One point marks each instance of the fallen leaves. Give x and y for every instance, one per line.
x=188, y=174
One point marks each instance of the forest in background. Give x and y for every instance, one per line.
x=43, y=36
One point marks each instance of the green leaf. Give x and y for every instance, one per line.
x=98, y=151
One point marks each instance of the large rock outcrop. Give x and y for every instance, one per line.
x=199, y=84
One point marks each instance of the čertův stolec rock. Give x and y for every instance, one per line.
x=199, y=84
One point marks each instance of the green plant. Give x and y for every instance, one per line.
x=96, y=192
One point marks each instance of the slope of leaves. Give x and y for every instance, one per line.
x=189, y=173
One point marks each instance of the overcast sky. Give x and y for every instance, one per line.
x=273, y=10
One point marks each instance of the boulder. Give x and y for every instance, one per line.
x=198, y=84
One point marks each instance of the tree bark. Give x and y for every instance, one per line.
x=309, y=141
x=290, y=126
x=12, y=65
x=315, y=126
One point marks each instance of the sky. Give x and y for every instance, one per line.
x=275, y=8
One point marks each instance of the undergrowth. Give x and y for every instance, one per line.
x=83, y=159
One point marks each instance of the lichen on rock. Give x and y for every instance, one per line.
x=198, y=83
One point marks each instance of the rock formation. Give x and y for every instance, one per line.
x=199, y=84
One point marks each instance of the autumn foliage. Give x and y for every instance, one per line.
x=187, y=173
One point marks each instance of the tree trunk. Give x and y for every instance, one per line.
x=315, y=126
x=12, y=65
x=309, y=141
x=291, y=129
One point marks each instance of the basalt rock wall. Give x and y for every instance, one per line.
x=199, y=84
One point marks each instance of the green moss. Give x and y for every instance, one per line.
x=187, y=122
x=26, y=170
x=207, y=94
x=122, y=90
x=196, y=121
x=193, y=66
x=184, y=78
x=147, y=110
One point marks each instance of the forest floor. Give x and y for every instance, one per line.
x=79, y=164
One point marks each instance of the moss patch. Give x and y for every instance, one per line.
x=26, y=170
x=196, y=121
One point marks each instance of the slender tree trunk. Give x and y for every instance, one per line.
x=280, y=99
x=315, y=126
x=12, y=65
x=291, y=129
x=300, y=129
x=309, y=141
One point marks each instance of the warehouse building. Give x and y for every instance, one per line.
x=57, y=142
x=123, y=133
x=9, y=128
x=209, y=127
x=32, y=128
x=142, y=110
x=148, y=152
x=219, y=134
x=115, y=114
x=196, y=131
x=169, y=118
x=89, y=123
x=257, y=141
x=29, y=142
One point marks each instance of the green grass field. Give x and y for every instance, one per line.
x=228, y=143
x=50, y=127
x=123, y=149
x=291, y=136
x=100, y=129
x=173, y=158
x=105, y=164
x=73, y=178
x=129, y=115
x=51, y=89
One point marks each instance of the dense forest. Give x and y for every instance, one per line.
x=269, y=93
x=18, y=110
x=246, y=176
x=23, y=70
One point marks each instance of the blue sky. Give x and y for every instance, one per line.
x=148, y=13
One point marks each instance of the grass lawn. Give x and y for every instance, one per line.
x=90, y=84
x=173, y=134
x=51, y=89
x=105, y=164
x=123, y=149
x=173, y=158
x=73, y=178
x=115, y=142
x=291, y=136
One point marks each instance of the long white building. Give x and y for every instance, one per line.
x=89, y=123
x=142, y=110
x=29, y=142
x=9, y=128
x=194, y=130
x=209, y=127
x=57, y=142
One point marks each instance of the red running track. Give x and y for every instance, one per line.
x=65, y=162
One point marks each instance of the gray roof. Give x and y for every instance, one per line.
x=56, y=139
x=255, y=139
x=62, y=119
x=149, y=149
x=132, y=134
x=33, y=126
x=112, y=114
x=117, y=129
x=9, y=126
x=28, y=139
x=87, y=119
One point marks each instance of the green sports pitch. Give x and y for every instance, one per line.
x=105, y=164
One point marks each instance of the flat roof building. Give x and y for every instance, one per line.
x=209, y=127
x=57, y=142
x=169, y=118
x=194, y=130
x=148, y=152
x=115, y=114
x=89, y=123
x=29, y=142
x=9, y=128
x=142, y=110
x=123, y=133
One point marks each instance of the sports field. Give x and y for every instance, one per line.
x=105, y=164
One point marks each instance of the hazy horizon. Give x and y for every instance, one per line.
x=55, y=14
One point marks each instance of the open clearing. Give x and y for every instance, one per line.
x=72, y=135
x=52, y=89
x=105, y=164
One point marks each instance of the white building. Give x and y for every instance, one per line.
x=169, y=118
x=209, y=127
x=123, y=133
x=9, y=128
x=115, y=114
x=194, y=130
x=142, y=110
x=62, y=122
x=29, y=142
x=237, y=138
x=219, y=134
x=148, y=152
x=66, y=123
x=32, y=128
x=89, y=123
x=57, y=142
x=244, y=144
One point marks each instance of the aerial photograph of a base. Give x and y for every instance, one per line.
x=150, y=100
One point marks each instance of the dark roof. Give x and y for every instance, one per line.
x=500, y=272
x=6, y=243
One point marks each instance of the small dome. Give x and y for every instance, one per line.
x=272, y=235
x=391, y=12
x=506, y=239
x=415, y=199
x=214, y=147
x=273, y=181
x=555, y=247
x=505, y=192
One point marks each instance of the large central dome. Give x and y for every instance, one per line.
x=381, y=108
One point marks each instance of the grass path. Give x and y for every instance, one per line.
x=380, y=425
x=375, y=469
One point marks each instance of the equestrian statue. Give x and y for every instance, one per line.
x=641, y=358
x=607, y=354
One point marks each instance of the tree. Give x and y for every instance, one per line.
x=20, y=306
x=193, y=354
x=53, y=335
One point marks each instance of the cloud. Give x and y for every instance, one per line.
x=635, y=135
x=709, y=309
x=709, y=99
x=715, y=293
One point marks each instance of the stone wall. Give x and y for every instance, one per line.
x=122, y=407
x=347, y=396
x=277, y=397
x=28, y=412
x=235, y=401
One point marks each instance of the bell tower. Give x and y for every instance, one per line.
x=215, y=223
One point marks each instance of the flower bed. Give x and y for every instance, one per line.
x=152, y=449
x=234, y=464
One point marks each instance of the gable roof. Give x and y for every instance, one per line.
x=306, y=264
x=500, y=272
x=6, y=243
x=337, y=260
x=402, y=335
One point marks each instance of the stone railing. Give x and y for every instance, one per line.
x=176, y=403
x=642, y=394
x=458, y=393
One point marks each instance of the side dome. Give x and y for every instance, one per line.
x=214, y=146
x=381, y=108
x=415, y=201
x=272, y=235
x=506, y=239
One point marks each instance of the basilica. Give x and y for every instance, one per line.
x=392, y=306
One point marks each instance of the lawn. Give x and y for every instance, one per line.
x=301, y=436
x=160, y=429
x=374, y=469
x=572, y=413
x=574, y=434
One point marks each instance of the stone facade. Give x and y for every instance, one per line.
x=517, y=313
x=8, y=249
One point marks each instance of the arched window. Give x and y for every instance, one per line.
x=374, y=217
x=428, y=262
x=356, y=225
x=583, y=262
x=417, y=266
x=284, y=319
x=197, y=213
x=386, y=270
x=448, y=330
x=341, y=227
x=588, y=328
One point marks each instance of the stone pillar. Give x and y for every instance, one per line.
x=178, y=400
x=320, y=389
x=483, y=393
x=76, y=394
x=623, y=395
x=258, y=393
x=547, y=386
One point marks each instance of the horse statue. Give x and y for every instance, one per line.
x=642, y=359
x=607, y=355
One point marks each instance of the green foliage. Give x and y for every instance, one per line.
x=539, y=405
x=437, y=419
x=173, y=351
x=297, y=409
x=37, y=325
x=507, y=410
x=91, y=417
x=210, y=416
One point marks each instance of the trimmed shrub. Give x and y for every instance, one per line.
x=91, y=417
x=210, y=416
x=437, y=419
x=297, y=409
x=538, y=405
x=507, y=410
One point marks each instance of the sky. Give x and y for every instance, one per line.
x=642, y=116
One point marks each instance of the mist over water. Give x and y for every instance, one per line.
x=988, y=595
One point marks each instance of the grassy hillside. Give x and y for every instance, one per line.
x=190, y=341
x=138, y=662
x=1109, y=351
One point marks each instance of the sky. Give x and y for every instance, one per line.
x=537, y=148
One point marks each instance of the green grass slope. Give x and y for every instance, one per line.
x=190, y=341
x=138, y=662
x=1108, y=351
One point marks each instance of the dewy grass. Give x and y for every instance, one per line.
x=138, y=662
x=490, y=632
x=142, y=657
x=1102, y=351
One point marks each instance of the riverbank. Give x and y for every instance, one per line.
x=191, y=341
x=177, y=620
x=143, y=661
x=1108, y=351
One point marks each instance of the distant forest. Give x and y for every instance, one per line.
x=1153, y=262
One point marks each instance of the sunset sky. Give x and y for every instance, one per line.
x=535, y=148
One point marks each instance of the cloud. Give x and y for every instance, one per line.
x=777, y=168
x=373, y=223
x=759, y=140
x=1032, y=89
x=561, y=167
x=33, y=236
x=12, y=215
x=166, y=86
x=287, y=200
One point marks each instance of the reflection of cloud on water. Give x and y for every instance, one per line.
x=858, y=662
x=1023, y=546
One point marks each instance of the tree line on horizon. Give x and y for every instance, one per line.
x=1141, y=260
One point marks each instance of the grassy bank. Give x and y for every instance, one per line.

JOB
Recast the data, from its start through the line that has "x=198, y=84", as a two-column CSV with the headers text and answer. Give one row for each text with its answer, putting each in a single quoted field and turning line breaks into spaces.

RESPONSE BELOW
text,answer
"One point marks each instance of the fallen leaves. Give x and y for every instance, one per line.","x=188, y=174"
"One point marks each instance of the forest in background. Give x and y for every instance, one per line.","x=43, y=36"
"One point marks each instance of the green leaf. Give x and y for every instance, one per line.","x=98, y=151"
"One point marks each instance of the large rock outcrop. Give x and y for every instance, one per line.","x=199, y=84"
"One point marks each instance of the čertův stolec rock. Give x and y for every instance, one per line.","x=199, y=84"
"One point marks each instance of the green plant. Give x and y for every instance, one per line.","x=96, y=192"
"One point marks each instance of the slope of leaves. Give x and y for every instance, one per line.","x=189, y=173"
"One point marks each instance of the overcast sky. Give x and y for every instance, one per line.","x=273, y=10"
"One point marks each instance of the boulder. Give x and y for every instance, one per line.","x=198, y=84"